### Task requirements
From the listing that follows, output everything exactly except the pictures.

^^^^^^^^

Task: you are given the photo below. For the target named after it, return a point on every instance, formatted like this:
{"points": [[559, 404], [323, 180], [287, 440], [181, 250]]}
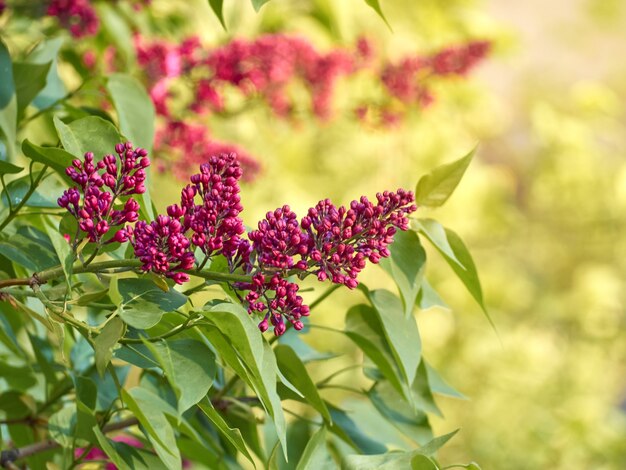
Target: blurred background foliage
{"points": [[541, 207]]}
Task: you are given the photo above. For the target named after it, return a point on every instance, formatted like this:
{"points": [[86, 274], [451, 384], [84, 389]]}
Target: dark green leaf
{"points": [[8, 101], [316, 454], [232, 435], [8, 168], [217, 7], [293, 369], [458, 257], [363, 326], [435, 188], [237, 327], [134, 109], [406, 266], [189, 366], [105, 341], [421, 462], [149, 410], [143, 303], [56, 158], [30, 79], [89, 134], [401, 332]]}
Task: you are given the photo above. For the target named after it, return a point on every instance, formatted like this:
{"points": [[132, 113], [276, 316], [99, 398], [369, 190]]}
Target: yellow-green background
{"points": [[542, 209]]}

^^^^^^^^

### Problem solution
Task: you are given the photo below. For the target named after it, return a point on every instance, formatted like this:
{"points": [[559, 404], [323, 180], [287, 440], [181, 250]]}
Target: blurred background foliage
{"points": [[541, 207]]}
Task: you are given the photo above. For the target named after it, return a point on every instance, formatted like this:
{"points": [[86, 274], [451, 384], [84, 389]]}
Target: dark green leaf
{"points": [[8, 101], [316, 454], [232, 435], [8, 168], [217, 7], [293, 369], [458, 257], [363, 326], [435, 188], [237, 327], [134, 109], [406, 266], [189, 366], [105, 341], [421, 462], [149, 410], [143, 303], [56, 158], [30, 79], [89, 134], [401, 332]]}
Task: you are given the photo above. For the target named after it, return a point on every instance, formatted like this:
{"points": [[132, 113], [276, 316], [99, 398], [369, 190]]}
Target: yellow-green background
{"points": [[542, 209]]}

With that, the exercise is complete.